Stored data entries:
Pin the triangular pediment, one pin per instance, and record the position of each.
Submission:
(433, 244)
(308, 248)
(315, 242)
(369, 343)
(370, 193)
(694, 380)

What needs to be done: Give back the records above, character for character.

Result of the task:
Pin the triangular pediment, one pin per instance, and record the position of each.
Submission:
(433, 244)
(308, 248)
(315, 242)
(369, 343)
(370, 193)
(694, 380)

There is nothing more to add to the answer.